**Your objective:**
Could you repeat, word for word, every line from the one containing "The component shall mark one dot per instance of the concrete" through the final line of the records below, and nothing else?

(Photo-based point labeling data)
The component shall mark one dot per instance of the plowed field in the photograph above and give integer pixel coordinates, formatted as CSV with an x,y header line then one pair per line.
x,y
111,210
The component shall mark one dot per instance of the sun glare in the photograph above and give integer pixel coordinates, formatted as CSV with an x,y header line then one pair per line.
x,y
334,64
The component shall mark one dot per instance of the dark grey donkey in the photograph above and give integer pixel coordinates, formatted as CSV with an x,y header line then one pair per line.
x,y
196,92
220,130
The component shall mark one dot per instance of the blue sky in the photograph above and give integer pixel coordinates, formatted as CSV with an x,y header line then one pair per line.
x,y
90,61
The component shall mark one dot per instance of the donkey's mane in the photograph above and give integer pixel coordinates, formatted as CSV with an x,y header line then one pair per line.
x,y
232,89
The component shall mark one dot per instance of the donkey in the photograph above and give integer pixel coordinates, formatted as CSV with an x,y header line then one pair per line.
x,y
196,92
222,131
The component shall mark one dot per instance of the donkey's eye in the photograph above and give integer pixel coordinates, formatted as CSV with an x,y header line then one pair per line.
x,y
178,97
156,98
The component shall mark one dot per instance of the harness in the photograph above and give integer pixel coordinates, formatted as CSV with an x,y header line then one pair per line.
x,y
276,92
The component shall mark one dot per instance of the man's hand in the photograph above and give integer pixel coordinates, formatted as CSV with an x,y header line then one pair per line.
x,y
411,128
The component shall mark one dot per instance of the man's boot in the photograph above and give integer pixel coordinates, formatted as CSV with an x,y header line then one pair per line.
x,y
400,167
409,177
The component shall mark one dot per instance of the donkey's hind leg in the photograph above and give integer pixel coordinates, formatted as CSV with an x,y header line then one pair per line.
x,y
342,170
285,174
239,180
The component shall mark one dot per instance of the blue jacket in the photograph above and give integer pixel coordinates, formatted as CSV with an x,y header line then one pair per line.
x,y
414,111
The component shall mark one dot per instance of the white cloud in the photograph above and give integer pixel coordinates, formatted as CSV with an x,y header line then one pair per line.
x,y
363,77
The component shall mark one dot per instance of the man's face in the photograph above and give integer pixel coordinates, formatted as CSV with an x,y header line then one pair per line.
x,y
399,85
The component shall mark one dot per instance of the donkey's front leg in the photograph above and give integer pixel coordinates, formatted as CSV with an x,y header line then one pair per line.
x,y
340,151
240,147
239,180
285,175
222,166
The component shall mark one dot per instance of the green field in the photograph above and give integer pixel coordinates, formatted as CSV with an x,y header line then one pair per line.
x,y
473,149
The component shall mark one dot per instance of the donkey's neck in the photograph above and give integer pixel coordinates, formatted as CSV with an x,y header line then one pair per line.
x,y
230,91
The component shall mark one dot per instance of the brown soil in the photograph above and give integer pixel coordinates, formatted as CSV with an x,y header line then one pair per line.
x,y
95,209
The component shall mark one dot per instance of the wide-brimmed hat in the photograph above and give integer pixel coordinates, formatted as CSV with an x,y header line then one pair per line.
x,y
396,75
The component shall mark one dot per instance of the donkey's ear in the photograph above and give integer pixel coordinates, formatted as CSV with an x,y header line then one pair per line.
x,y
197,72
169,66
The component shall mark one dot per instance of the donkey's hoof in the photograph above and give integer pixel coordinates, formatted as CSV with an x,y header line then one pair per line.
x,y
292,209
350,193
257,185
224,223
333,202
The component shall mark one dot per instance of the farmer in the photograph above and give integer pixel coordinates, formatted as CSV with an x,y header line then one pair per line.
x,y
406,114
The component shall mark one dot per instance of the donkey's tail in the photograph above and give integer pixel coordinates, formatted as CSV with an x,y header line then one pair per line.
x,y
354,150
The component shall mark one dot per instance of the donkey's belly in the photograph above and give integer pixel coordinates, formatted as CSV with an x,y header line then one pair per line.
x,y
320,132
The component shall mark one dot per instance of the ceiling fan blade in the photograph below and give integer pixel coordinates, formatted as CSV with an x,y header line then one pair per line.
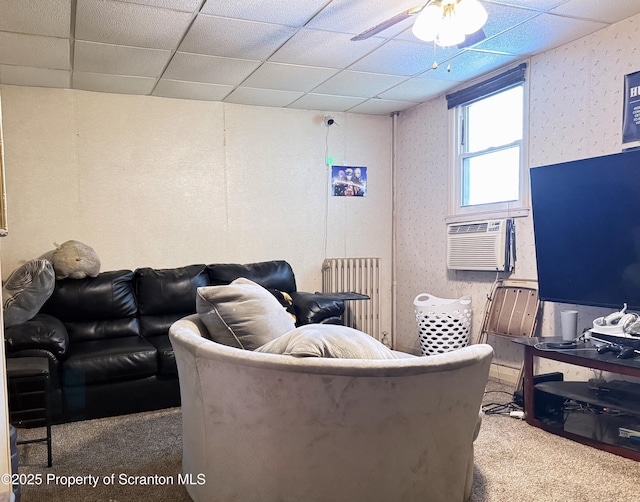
x,y
388,23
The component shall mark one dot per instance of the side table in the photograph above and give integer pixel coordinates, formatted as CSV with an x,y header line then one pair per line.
x,y
28,388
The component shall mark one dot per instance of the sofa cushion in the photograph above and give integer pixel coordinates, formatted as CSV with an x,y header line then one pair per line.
x,y
276,274
166,356
102,361
242,314
328,340
26,290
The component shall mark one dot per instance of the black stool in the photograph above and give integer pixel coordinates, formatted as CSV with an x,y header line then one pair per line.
x,y
28,386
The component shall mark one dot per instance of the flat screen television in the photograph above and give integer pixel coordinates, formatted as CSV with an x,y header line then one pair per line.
x,y
586,222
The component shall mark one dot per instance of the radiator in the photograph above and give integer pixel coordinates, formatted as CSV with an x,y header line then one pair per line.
x,y
357,275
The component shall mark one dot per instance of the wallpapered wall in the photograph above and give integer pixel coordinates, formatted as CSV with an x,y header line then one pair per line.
x,y
165,182
576,98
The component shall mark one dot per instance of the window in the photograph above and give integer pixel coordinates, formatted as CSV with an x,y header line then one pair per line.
x,y
489,175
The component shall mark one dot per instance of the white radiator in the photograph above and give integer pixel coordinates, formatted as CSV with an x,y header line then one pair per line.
x,y
356,275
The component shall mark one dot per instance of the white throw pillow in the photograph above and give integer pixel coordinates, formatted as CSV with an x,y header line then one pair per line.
x,y
26,290
242,314
328,340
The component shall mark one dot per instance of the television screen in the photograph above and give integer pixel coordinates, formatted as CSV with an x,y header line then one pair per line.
x,y
586,222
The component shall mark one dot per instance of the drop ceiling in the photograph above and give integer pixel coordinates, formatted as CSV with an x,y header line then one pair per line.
x,y
281,53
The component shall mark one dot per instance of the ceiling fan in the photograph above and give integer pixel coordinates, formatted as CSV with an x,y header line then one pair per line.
x,y
447,22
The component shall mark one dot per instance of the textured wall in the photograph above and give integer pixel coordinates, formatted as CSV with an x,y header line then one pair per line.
x,y
576,96
164,182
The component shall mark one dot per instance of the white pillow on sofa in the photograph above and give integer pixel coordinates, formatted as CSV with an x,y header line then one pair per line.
x,y
328,340
242,314
26,290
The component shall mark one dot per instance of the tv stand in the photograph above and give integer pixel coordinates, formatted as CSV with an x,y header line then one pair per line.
x,y
599,430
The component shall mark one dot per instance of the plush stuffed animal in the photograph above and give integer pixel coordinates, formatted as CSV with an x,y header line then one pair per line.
x,y
75,260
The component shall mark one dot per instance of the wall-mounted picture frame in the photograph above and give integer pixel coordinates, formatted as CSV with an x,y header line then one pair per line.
x,y
631,113
348,181
3,192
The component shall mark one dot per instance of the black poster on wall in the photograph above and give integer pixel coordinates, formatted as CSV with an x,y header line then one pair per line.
x,y
631,113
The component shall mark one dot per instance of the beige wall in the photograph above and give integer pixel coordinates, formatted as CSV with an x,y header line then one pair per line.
x,y
163,182
576,94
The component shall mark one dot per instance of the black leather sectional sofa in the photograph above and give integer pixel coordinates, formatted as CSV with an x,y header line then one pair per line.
x,y
106,338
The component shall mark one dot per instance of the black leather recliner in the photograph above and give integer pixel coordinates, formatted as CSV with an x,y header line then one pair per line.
x,y
107,341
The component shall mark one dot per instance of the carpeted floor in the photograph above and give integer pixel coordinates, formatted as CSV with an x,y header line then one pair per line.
x,y
514,462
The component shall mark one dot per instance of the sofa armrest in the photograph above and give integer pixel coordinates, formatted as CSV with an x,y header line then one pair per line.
x,y
43,332
316,307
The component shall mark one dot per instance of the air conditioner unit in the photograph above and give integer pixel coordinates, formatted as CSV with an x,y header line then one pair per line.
x,y
481,245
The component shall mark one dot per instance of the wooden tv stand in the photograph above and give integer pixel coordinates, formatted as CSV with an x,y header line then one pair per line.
x,y
582,430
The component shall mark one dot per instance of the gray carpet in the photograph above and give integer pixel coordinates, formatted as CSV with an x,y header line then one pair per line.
x,y
514,462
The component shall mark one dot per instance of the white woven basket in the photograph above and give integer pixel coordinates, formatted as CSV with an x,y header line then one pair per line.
x,y
443,324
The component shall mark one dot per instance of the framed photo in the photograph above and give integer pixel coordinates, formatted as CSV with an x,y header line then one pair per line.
x,y
348,181
631,112
3,193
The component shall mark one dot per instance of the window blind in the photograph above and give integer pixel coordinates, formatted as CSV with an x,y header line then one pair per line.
x,y
492,85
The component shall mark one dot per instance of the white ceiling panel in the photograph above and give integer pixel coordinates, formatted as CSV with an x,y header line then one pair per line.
x,y
417,89
217,36
36,17
356,16
117,84
209,69
381,106
397,58
130,24
183,5
34,50
274,11
278,52
192,90
323,48
119,60
539,34
34,77
598,11
358,84
288,77
262,97
326,102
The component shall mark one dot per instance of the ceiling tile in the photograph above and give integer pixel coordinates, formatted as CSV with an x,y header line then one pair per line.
x,y
191,90
130,24
356,16
209,69
262,97
396,58
418,89
466,65
607,12
34,50
36,17
217,36
112,83
541,33
119,60
326,102
359,84
382,106
288,77
274,11
183,5
34,77
323,48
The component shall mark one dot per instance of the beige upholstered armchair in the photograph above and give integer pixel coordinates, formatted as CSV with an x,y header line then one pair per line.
x,y
276,428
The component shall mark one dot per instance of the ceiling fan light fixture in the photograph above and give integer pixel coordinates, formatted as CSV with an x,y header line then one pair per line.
x,y
448,21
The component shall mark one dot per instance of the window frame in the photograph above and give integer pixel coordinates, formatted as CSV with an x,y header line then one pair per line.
x,y
484,89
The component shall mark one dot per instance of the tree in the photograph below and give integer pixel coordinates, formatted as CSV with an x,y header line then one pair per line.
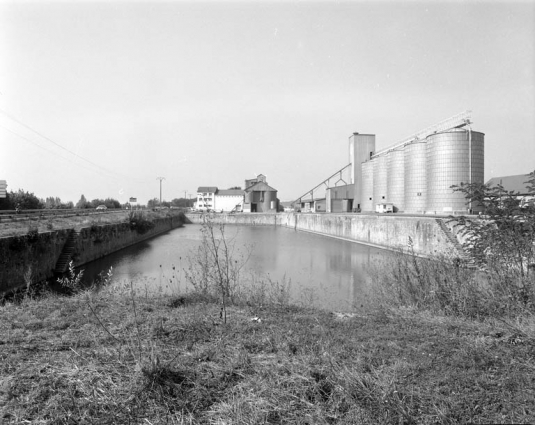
x,y
153,203
502,240
24,200
82,203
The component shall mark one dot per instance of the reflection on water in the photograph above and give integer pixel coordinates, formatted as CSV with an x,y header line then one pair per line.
x,y
332,272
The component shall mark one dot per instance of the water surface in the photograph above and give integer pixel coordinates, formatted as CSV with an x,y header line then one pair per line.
x,y
327,272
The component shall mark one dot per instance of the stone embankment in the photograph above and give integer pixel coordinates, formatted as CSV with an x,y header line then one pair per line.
x,y
37,256
428,236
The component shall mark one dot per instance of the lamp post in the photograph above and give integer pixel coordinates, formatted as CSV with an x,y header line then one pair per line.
x,y
160,178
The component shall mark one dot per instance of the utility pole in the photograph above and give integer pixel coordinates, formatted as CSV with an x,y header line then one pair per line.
x,y
160,178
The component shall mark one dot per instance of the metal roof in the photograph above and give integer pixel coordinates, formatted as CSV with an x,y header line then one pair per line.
x,y
230,192
209,189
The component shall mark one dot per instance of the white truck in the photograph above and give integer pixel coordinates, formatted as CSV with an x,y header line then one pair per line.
x,y
384,207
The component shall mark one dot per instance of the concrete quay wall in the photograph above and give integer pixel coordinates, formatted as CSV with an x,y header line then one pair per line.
x,y
34,256
392,232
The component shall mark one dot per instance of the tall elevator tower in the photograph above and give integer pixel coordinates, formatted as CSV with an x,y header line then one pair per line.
x,y
361,149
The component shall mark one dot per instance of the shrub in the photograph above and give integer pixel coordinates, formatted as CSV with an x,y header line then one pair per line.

**The answer:**
The component shall mark one dot per instance of the concrete quay wall in the photograph above and give integer pixel coordinates, formatted as CSV with an x,y header line then one pair per line.
x,y
34,256
392,232
The component shall mark one dot per instance of the tall elevator tower in the photograph above and give integer pixel coordinates, formatted as CSV with an x,y header line then one pair per line.
x,y
361,149
The component shall mark one dot per instance of the shrub in the photograph above and give integer pixel coordinates, formatted as CSV with an x,y header line then one pair per line.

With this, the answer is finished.